A Guide to Hiring Sales Representatives and Other Sales Pros During a Market Downturn

October 6, 2020

In good times and bad, a company is made by its people. It’s a statement that holds true for every department, whether you’re trying to source a new addition to the C-suite or hiring sales representatives.

Recruitment has felt a pronounced impact since the COVID-19 outbreak. Bringing new hires onboard has understandably fallen down many companies’ priority lists as they look to secure existing clients and stabilize their sales pipelines. However, every day, more companies are beginning to steady the ship. Those that have managed to withstand the early shocks of COVID-19, thanks to a well-suited product, will soon be looking to get fully back on track. Evaluating your hiring strategy is a fundamental part of making sure your company is one of them.

Hiring sales representatives and other sales professionals in a market downturn comes with complications. However, like future-proofing your SEO strategy or putting sales emphasis on expansion revenue, it’s a key aspect of getting a leg up on the competition. Companies that take the plunge and take action now, in spite of market uncertainty, can find themselves with a larger talent pool to recruit from and lower hiring competition. That can translate to a pronounced advantage once normality is restored.

Tips for Hiring Sales Representatives During a Market Downturn #

To give your sales team the right bolster during a market downturn, combine a few tried-and-tested hiring truisms with an astute analysis of your market.

To make the most of hiring during a market downturn, you’ll have to choose between:

  • The usual selection of hungry newly qualified reps
  • Experienced pros who’ve found themselves out of a job
  • Highly qualified freelancers who may be looking for a more secure engagement

Bear this in mind when drawing up your recruitment strategy.

Establish your desired profile #

We’ve consistently encouraged mindfulness of sales psychology to bring the best out of your reps. Sales team management, particularly where reps are concerned, involves bringing the best out of the many personality types that you’d typically find within a sales team. Apply the same wisdom in reverse when hiring sales representatives.

Don’t start advertising and interviewing before you know what your ideal candidate looks like. What the ideal candidate does look like will vary from industry to industry and company to company. But generally speaking, when hiring new sales representatives, highly commission-driven reps are best for bull markets. For downturns, where short-term wins can be smaller and fewer, you will get the most from more team-player-type reps with versatile skillsets.

Tasks
[A] Please return the passage of the sales hiring guide starting at "To give your" and ending at "of your market.".
[B] In the sales hiring guide, what kind of reps does the author say are best for bull markets?
You won't need the saved entries for any of this.

[Saved entries]
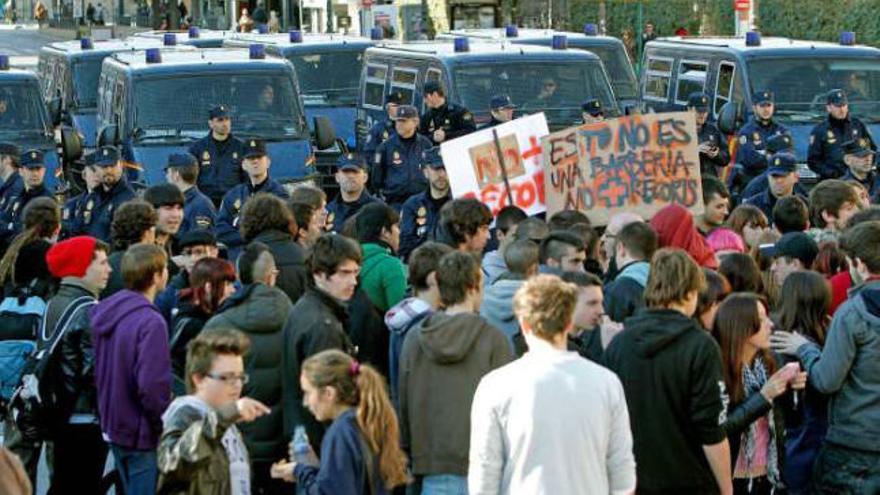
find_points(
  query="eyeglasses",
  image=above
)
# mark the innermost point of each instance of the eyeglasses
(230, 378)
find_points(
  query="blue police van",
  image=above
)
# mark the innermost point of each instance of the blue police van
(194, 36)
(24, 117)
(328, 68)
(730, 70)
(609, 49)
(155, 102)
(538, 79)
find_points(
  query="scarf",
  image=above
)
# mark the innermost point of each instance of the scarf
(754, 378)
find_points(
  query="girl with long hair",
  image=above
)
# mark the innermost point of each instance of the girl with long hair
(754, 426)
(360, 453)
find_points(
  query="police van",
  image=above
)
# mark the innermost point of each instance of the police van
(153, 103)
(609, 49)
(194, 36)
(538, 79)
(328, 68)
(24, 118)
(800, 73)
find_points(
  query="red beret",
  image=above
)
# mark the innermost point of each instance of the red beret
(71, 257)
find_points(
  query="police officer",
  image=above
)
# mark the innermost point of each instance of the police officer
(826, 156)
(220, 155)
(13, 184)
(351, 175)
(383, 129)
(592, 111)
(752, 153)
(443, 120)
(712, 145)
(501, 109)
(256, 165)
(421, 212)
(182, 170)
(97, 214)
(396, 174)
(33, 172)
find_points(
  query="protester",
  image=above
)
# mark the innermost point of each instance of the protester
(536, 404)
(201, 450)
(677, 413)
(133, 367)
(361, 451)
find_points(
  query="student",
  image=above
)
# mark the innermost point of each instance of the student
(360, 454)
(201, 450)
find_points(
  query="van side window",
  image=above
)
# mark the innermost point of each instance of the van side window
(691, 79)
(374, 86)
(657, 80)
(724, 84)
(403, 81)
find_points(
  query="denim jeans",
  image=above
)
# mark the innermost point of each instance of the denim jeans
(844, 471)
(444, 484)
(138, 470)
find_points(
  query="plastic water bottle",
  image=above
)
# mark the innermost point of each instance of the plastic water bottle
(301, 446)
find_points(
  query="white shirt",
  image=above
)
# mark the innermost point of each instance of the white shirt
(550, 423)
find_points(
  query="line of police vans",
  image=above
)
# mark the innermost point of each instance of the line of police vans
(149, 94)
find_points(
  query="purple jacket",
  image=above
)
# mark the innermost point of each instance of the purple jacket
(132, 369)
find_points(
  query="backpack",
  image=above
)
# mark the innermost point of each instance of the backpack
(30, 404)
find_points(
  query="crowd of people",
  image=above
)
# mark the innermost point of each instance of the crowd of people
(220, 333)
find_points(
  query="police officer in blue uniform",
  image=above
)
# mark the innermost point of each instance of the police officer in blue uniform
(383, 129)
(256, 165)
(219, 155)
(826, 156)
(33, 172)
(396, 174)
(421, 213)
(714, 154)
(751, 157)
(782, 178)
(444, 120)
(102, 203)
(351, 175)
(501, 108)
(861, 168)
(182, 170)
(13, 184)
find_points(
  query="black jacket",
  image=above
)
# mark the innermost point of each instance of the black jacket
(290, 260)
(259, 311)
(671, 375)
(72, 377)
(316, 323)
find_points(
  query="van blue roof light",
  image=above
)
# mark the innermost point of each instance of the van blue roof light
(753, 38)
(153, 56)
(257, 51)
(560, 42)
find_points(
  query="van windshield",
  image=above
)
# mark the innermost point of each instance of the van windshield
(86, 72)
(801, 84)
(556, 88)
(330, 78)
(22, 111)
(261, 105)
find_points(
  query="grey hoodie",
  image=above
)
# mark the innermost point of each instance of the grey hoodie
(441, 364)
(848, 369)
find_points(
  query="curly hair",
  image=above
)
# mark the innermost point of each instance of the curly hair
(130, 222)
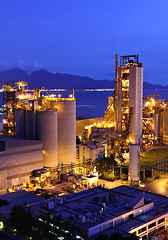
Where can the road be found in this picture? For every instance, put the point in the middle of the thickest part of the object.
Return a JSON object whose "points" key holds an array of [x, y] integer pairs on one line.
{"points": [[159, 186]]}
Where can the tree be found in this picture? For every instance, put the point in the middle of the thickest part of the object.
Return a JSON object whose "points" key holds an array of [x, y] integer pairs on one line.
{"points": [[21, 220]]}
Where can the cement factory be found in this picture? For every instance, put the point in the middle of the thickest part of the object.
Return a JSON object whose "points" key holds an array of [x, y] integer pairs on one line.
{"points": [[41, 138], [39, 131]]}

--

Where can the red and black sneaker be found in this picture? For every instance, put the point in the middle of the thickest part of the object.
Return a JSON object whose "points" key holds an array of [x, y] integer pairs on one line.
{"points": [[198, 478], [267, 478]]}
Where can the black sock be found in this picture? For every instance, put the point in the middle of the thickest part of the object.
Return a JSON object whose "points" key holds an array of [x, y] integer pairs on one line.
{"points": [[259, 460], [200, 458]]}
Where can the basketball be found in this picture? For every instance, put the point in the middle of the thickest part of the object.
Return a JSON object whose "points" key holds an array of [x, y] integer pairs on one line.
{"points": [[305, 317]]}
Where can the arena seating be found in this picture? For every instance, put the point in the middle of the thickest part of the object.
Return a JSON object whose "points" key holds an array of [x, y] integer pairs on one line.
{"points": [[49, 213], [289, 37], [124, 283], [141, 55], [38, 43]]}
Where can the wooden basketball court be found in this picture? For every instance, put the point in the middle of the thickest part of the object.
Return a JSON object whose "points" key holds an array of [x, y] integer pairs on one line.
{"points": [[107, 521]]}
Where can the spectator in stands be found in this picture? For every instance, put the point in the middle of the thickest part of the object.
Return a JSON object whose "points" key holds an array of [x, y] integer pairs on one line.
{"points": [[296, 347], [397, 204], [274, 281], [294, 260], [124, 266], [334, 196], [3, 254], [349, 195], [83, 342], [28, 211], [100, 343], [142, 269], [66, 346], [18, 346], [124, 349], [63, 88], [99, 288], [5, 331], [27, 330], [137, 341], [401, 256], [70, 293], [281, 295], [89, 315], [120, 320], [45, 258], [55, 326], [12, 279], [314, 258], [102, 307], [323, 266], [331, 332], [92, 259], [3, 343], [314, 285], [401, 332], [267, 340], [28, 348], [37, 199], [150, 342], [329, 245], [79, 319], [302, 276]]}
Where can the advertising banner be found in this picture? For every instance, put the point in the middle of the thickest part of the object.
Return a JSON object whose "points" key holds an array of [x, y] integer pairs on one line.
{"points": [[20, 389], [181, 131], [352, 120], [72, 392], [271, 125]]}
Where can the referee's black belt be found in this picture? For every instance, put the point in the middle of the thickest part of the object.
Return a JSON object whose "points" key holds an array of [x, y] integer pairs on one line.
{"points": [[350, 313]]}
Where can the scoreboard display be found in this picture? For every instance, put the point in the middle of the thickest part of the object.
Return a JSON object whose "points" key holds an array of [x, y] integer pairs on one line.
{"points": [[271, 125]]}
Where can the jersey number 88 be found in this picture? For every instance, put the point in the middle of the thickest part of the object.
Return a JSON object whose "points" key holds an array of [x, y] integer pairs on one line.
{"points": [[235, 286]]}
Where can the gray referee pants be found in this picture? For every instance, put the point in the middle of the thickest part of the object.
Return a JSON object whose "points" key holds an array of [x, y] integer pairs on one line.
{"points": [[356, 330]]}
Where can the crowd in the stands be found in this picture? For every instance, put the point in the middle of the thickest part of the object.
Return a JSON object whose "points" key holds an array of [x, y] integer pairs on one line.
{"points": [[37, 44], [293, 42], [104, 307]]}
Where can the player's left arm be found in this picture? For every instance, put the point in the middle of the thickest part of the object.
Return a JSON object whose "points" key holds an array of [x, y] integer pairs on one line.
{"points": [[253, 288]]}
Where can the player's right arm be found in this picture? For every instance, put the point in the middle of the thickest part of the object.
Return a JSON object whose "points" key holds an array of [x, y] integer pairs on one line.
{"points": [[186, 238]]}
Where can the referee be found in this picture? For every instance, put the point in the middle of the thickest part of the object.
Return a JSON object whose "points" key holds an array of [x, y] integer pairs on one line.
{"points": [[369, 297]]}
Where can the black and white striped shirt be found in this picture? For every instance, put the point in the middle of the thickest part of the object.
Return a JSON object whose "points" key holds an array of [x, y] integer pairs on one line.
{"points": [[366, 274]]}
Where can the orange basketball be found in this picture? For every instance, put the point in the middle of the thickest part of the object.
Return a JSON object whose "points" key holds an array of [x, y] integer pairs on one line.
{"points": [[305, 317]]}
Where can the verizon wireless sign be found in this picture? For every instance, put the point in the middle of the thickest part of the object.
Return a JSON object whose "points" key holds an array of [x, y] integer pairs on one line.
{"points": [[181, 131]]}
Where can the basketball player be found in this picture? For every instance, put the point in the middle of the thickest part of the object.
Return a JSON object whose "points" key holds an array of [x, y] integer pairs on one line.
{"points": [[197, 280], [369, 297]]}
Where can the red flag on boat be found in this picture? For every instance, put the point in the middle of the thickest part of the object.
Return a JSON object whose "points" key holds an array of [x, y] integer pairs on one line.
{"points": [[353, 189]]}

Outputs for the tasks
[A]
To give your sales team the right bolster during a market downturn, combine a few tried-and-tested hiring truisms with an astute analysis of your market.

[B] Highly commission-driven reps.